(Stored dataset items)

· · · ·

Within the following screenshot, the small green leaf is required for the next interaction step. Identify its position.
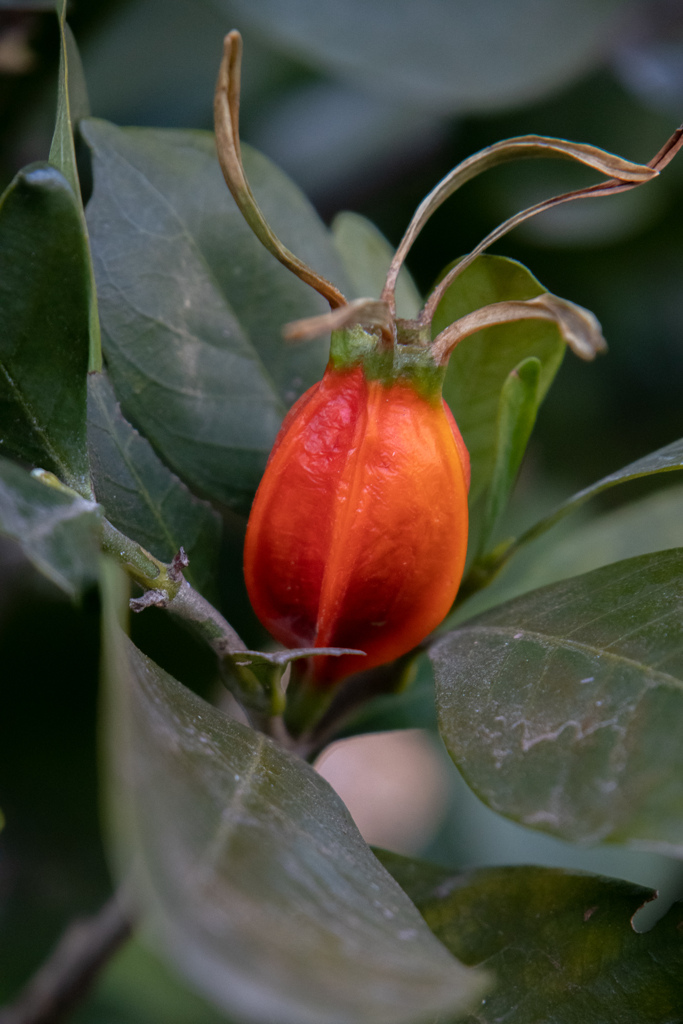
[88,374,220,591]
[49,0,102,371]
[0,459,101,598]
[49,0,89,199]
[432,256,564,502]
[82,121,348,510]
[332,211,422,319]
[0,164,90,496]
[505,438,683,561]
[479,355,541,552]
[103,565,482,1024]
[378,851,683,1024]
[430,548,683,853]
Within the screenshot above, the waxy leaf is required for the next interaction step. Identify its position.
[49,0,102,371]
[0,164,90,496]
[82,121,347,509]
[432,256,564,502]
[506,438,683,560]
[88,374,220,591]
[103,569,482,1024]
[479,355,541,551]
[49,0,90,197]
[430,548,683,853]
[0,459,101,598]
[332,212,422,319]
[378,851,683,1024]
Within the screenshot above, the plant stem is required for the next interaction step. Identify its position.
[0,891,133,1024]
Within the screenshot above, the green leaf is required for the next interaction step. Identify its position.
[479,355,541,551]
[103,565,482,1024]
[505,430,683,561]
[88,374,220,591]
[460,484,683,618]
[432,256,564,503]
[49,0,90,198]
[332,211,422,319]
[49,0,102,371]
[220,0,623,114]
[0,459,101,598]
[0,164,90,496]
[82,121,348,509]
[378,851,683,1024]
[430,548,683,853]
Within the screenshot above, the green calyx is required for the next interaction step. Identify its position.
[330,324,446,401]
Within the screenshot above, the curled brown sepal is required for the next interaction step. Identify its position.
[421,126,683,324]
[382,135,673,311]
[213,31,346,309]
[283,299,393,341]
[431,292,607,366]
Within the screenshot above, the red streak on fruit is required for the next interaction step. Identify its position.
[245,366,469,685]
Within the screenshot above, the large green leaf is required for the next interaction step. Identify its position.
[379,852,683,1024]
[82,121,347,508]
[0,459,101,597]
[216,0,621,113]
[431,548,683,852]
[0,164,90,495]
[432,256,564,502]
[464,484,683,622]
[510,437,683,553]
[49,0,102,371]
[88,374,220,590]
[103,565,482,1024]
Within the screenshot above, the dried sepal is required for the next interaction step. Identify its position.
[421,126,683,324]
[432,292,607,366]
[382,135,657,310]
[213,32,346,309]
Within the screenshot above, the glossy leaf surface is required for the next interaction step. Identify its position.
[379,852,683,1024]
[49,0,89,197]
[479,355,541,551]
[432,256,564,502]
[83,121,346,509]
[0,459,101,597]
[0,164,90,494]
[101,569,482,1024]
[49,0,102,371]
[88,374,220,590]
[431,548,683,852]
[514,438,683,550]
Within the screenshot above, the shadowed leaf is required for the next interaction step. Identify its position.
[82,121,352,510]
[88,374,220,591]
[0,164,90,495]
[378,851,683,1024]
[430,549,683,852]
[104,569,482,1024]
[432,256,564,502]
[0,459,101,597]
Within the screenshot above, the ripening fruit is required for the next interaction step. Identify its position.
[245,332,469,686]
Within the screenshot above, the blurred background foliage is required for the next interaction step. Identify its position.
[0,0,683,1022]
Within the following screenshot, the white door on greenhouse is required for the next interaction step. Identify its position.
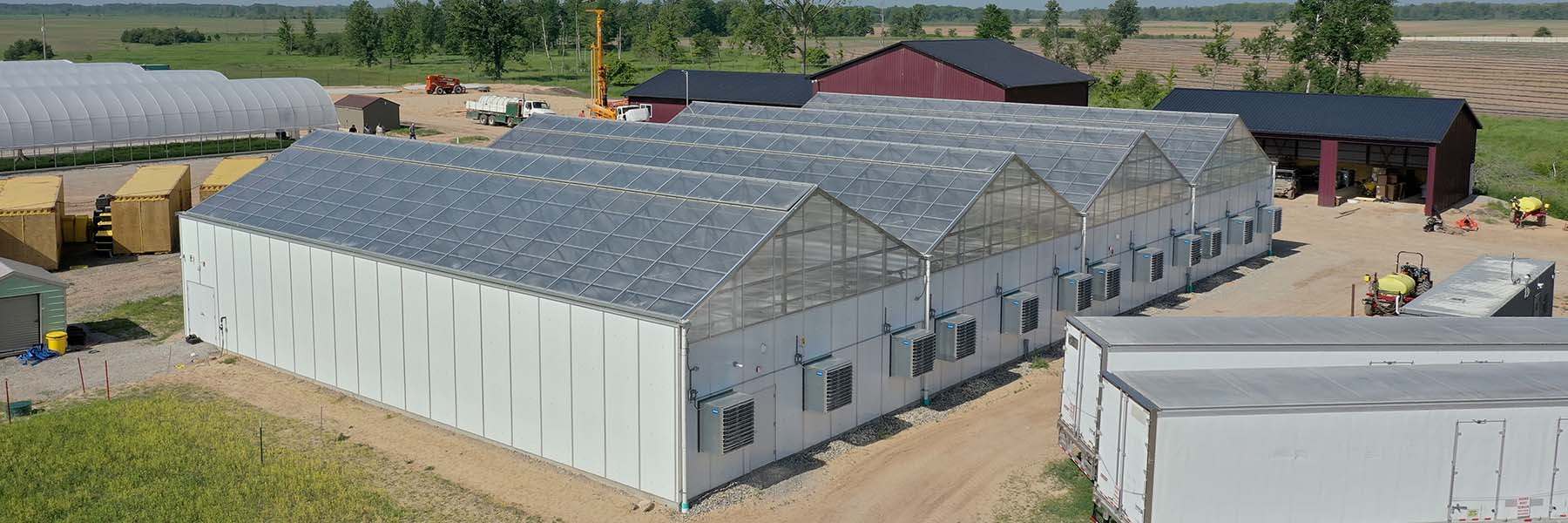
[185,282,218,344]
[1449,419,1509,521]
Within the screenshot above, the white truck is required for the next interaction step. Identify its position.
[1057,316,1568,478]
[463,94,555,127]
[1094,361,1568,523]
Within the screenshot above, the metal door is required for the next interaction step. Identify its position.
[1546,418,1568,519]
[1449,419,1509,521]
[185,282,218,343]
[0,294,44,353]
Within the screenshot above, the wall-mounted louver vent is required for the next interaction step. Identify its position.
[1132,247,1165,282]
[1258,206,1284,234]
[1198,228,1225,259]
[1057,274,1094,313]
[1231,217,1253,245]
[698,392,757,454]
[1172,234,1203,267]
[936,314,976,361]
[806,358,855,411]
[1090,264,1121,302]
[889,329,936,377]
[1002,290,1039,335]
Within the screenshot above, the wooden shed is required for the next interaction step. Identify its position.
[196,155,267,201]
[0,176,66,270]
[110,165,192,255]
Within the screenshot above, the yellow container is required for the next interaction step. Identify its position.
[44,329,66,353]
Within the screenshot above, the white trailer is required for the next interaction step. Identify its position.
[1057,317,1568,478]
[1094,363,1568,523]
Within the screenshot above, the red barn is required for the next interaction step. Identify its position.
[811,37,1094,105]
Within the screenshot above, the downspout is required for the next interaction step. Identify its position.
[676,323,696,513]
[921,255,936,407]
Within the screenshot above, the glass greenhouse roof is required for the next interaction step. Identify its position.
[671,102,1173,212]
[494,116,1053,253]
[806,92,1250,182]
[188,132,914,321]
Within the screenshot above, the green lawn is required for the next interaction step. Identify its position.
[0,388,408,523]
[1476,116,1568,220]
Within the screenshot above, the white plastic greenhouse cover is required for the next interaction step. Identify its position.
[0,78,337,151]
[0,67,229,88]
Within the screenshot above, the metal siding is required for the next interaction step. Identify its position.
[604,313,641,487]
[376,264,408,408]
[563,305,605,476]
[451,280,484,437]
[398,268,433,418]
[425,274,458,427]
[817,47,1007,102]
[539,298,572,464]
[508,292,544,456]
[355,257,382,402]
[637,321,686,499]
[478,286,514,445]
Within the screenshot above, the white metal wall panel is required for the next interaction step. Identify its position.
[333,253,359,394]
[398,268,435,418]
[604,314,641,486]
[288,241,318,380]
[480,286,514,445]
[355,257,382,402]
[539,300,572,464]
[508,292,545,456]
[376,264,408,408]
[425,275,458,427]
[310,248,335,384]
[563,305,605,476]
[451,280,484,437]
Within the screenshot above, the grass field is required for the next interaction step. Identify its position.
[0,388,409,521]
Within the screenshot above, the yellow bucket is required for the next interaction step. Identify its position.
[44,329,66,353]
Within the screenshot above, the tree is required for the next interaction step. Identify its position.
[692,31,720,66]
[343,0,381,67]
[1035,0,1062,61]
[275,16,300,55]
[300,11,321,57]
[1074,11,1121,67]
[4,37,55,59]
[768,0,845,72]
[1286,0,1399,92]
[448,0,525,78]
[1105,0,1143,37]
[976,3,1013,43]
[1192,20,1239,88]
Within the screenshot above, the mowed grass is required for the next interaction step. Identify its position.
[0,386,404,521]
[1476,116,1568,220]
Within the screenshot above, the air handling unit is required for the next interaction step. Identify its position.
[1227,217,1253,245]
[1059,274,1094,309]
[1198,228,1225,259]
[1002,287,1041,335]
[1132,247,1165,282]
[698,392,757,454]
[888,329,936,377]
[806,358,855,411]
[1090,264,1121,302]
[936,314,976,361]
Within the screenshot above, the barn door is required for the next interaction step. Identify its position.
[1449,419,1507,521]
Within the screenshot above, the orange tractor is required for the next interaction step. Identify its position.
[425,74,469,94]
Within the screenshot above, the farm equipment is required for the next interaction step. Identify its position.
[1361,251,1431,316]
[425,74,469,94]
[1509,196,1552,228]
[586,10,654,121]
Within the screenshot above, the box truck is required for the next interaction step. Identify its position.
[1057,317,1568,478]
[1094,363,1568,523]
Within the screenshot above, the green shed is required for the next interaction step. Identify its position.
[0,257,66,357]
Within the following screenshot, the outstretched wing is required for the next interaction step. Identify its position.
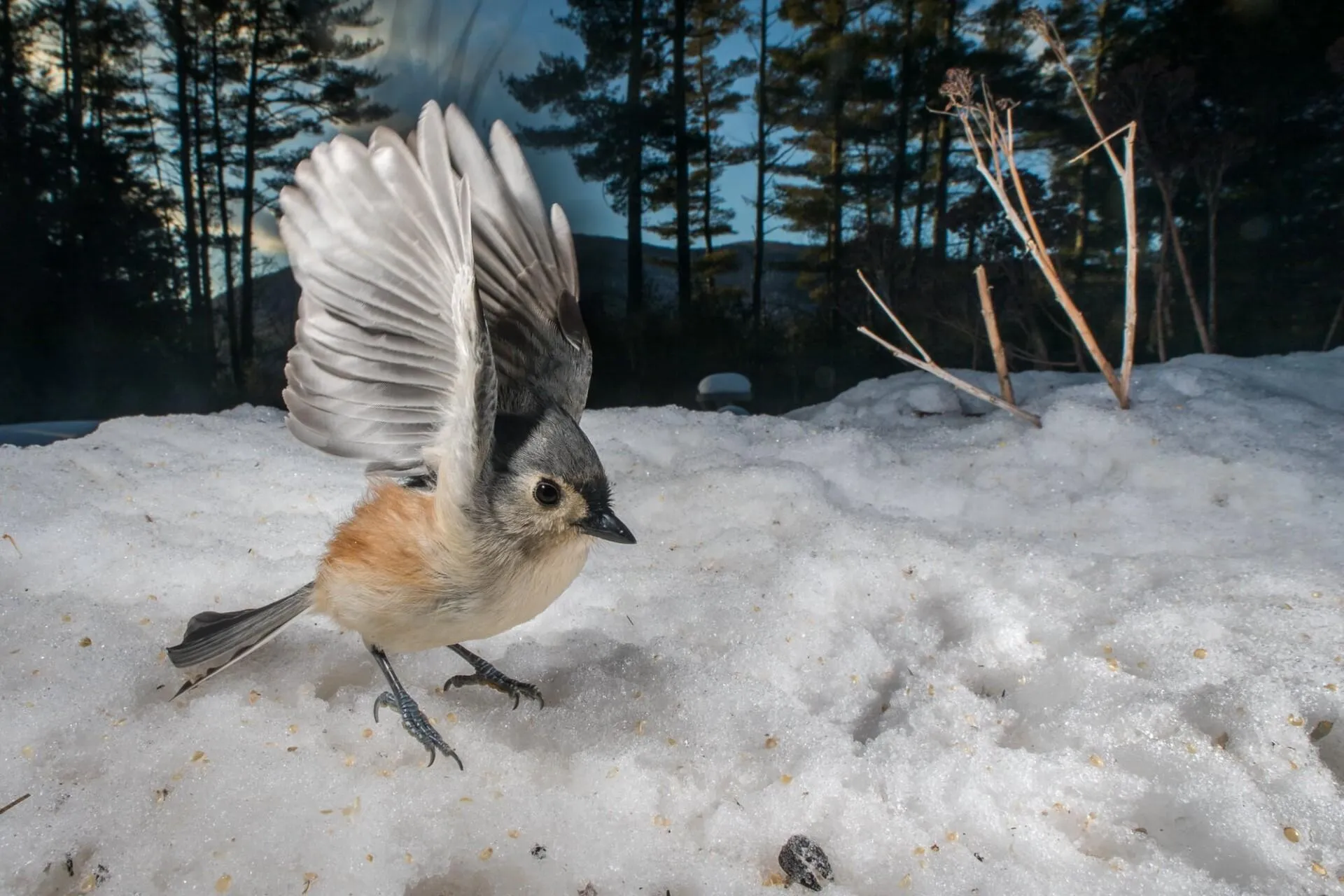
[279,102,496,507]
[419,106,593,421]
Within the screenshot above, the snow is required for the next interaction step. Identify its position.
[0,349,1344,896]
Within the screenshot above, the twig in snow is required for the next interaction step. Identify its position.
[859,272,1040,428]
[976,265,1016,405]
[0,794,32,816]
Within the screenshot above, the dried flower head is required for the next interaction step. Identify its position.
[938,69,976,108]
[1021,7,1051,41]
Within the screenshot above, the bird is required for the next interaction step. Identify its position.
[168,101,636,769]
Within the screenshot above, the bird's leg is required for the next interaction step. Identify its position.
[368,643,462,769]
[444,643,546,709]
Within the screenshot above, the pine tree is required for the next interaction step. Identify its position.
[649,0,752,309]
[504,0,663,316]
[238,0,388,376]
[771,0,876,336]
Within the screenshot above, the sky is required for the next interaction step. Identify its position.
[352,0,774,244]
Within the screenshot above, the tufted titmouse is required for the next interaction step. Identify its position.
[168,102,634,767]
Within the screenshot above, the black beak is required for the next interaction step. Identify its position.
[578,509,634,544]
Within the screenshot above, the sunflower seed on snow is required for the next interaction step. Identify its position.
[780,834,834,890]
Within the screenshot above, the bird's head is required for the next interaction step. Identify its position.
[488,408,634,545]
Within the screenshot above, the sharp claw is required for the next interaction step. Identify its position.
[374,692,466,771]
[444,673,546,709]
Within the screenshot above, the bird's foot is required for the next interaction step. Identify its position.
[374,690,462,770]
[444,666,546,709]
[444,643,546,709]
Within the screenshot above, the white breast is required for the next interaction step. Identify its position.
[461,538,590,640]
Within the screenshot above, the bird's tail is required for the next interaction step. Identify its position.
[168,582,313,697]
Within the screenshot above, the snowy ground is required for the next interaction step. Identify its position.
[8,349,1344,896]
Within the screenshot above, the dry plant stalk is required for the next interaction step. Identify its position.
[859,269,1040,430]
[976,265,1015,405]
[942,9,1138,408]
[1321,293,1344,352]
[1023,9,1138,400]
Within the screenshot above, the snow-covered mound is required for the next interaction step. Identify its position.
[0,349,1344,896]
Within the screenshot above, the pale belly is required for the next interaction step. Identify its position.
[317,538,590,653]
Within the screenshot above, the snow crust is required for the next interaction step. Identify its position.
[0,349,1344,896]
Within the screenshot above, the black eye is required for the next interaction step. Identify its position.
[532,479,561,504]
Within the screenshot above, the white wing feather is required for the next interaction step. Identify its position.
[279,102,495,507]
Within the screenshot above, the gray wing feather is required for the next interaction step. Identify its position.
[281,104,496,509]
[440,106,593,419]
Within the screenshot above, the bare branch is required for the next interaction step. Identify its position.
[976,265,1014,405]
[859,272,1040,428]
[858,272,932,364]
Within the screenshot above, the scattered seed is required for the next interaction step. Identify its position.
[780,834,834,890]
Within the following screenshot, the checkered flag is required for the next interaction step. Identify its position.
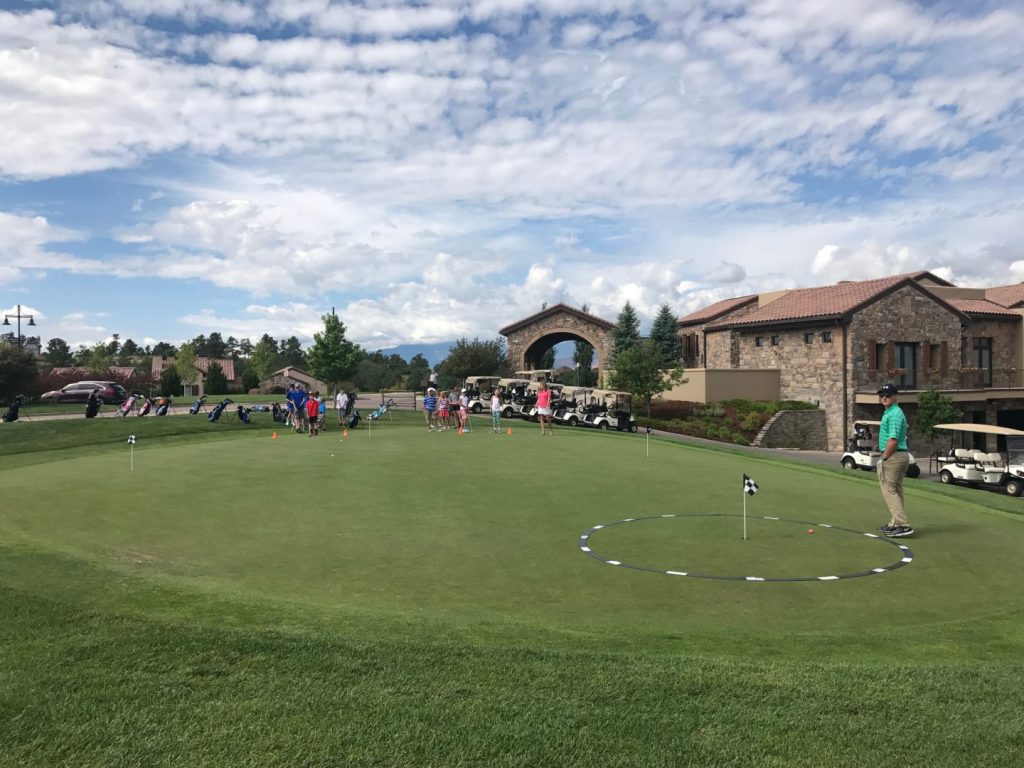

· · · ·

Rewrite every line of the records from the line that contains "Within the screenshot above, the gray" through the end, requests included, and offset each bounding box coordinate in the answers by adding 43 to it. Leave the pictures out.

Within the screenshot above, the gray wing feather is required for the next interaction step. Identify its position.
[324,147,539,552]
[483,149,636,462]
Within the screenshot above, the bare branch is required for the next interaction step. Identify its position.
[1019,308,1057,448]
[902,315,1083,471]
[901,315,975,407]
Within the screenshot above, the scattered seed is required for the next interaction step. Identify its position.
[823,877,877,933]
Within the following screenshot, the checkered flag is required for the next interaction step. Identify its position.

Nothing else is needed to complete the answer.